● **INSTRUCTION**
Can you echo the records below line for line, with no changes at all?

(Coordinate annotation records)
-- Begin --

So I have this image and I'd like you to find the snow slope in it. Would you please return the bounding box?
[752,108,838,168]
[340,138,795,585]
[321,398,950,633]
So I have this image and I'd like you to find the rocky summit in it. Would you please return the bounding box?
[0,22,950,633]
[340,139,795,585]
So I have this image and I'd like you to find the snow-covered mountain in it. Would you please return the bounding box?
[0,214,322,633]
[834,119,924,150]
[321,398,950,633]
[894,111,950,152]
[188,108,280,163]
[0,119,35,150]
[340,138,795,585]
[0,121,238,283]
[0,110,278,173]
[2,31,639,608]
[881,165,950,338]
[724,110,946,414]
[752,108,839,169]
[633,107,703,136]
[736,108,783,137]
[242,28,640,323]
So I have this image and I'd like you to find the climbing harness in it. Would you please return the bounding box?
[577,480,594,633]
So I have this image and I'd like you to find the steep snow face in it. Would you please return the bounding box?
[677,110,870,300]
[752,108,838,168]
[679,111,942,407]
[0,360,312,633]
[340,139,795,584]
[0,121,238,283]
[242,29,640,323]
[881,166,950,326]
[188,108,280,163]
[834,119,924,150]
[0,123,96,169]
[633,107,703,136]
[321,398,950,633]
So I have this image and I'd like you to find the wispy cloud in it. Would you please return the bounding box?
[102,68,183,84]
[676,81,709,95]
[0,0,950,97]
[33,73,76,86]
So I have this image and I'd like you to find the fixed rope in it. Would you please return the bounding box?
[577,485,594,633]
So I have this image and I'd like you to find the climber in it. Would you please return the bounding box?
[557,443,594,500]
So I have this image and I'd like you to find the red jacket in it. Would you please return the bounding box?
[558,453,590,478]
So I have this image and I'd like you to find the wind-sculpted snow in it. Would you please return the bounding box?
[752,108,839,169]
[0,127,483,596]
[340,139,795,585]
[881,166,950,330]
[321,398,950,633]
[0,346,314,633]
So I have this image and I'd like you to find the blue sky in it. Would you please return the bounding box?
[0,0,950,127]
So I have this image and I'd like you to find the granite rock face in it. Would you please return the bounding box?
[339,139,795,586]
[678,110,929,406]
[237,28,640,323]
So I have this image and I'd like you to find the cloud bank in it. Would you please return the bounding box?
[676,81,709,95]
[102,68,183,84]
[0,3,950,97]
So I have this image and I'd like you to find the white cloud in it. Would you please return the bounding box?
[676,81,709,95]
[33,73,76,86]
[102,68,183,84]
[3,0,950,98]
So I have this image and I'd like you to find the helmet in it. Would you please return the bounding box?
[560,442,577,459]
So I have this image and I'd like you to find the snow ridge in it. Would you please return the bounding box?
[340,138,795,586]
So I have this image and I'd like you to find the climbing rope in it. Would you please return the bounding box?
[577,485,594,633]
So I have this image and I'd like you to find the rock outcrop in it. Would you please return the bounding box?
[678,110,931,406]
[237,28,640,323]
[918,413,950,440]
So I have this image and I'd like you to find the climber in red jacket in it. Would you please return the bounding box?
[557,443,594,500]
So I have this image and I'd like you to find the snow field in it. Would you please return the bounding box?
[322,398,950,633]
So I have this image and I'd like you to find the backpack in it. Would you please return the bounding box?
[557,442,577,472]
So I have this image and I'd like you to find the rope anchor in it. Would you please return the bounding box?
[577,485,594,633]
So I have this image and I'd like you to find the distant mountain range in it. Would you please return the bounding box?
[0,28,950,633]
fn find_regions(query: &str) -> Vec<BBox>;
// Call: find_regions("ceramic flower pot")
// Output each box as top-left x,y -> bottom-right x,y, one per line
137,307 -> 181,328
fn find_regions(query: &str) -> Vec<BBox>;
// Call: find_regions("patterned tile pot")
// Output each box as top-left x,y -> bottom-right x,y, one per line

-- End --

● **REPLY**
So I have this image and I'd like you to find the snow slope in it. Would you please return the bounding box?
[752,108,838,168]
[340,138,795,585]
[321,398,950,633]
So I have this image and I'd like you to find the rocky summit in it. Would you please return the bounding box?
[0,22,950,633]
[340,139,795,585]
So I have this image and I'd like you to find the snow-covered mountain in it. Would you please return the bounding box?
[0,214,322,633]
[834,119,924,150]
[321,398,950,633]
[894,111,950,152]
[188,108,280,163]
[0,119,35,150]
[340,138,795,585]
[0,121,238,283]
[0,110,278,173]
[2,31,639,608]
[881,165,950,338]
[724,110,946,414]
[752,108,839,169]
[633,107,703,136]
[736,108,783,137]
[242,28,640,323]
So I have this image and I'd like you to find the climbing harness in it. Would you please return the bounding box?
[577,480,594,633]
So I have this image and I'd like you to find the steep snow face in it. Would you please return the bounding box?
[677,110,870,300]
[752,108,838,168]
[679,111,942,407]
[0,360,312,633]
[340,139,795,584]
[0,121,238,283]
[242,29,640,323]
[881,166,950,326]
[188,108,280,163]
[834,119,924,150]
[0,123,96,169]
[633,107,703,136]
[321,398,950,633]
So I have this image and I'd like you to find the wispy cloud in it. Would you please return the bounding box?
[102,68,183,84]
[676,81,709,95]
[0,0,950,97]
[33,73,76,86]
So I have this image and I'd like you to find the fixed rope in it. Would you please return the bounding box?
[577,485,594,633]
So I have this image and I'd like you to find the climber in it. Would you please return the bounding box?
[557,443,594,500]
So I have this image and I'd like you to find the red jacket in it. Would you please return the bounding box?
[558,453,590,478]
So I have this image and I'd like you to find the wind-sculpted snow in it. Would you please return the bounding box?
[752,108,839,169]
[0,127,483,596]
[340,139,795,585]
[881,166,950,330]
[321,398,950,633]
[0,346,314,633]
So I have this image and I'd like you to find the blue sky in it. Would you please return the bounding box?
[0,0,950,127]
So I have this image and I'd like you to find the granite rock face in it. Would you please return the bounding box?
[339,139,795,586]
[678,110,929,406]
[237,28,640,323]
So I have this image and I'd like you to find the cloud bank in it. Would you please return the bounding box?
[676,81,709,95]
[102,68,183,84]
[0,3,950,97]
So I have this image and I'd like you to find the white cloud in it. Would you please return the bounding box?
[676,81,709,95]
[33,73,76,86]
[102,68,183,84]
[3,0,950,98]
So I have this image and I'd like you to find the helmet in it. Would you please return the bounding box?
[560,442,577,459]
So I have this image and I'd like you to find the snow ridge in it. Would you please return the bounding box?
[340,138,795,586]
So I have this image and I'd like you to find the climbing rope in it. Would you please return the bounding box?
[577,485,594,633]
So I have this image and I'd like you to find the rock outcrop in it. Would you please return the bounding box?
[678,110,931,406]
[237,28,640,323]
[918,413,950,440]
So I have this image and I'd like you to find the climber in red jacket in it. Would you please return the bounding box?
[557,443,594,500]
So I have this image and I'd like you to find the snow field in it. Would you please return the bounding box?
[322,398,950,633]
So I have this image and I'd like you to find the backpack in it. Would you please return the bounding box?
[557,442,577,472]
So I have this image and I'd like you to find the rope anchor in it. Would you please return the bounding box?
[577,485,594,633]
So I have this image and I'd like you to find the distant mountain range in it. Would you please return the bounding box?
[0,28,950,633]
fn find_regions(query: &str) -> Vec<BBox>;
// Call: find_regions("ceramic flower pot")
// Output each box as top-left x,y -> bottom-right x,y, one per line
137,307 -> 181,328
fn find_regions(query: &str) -> Vec<BBox>;
// Call: find_regions("patterned tile pot")
// Output each box as top-left x,y -> bottom-right x,y, one per line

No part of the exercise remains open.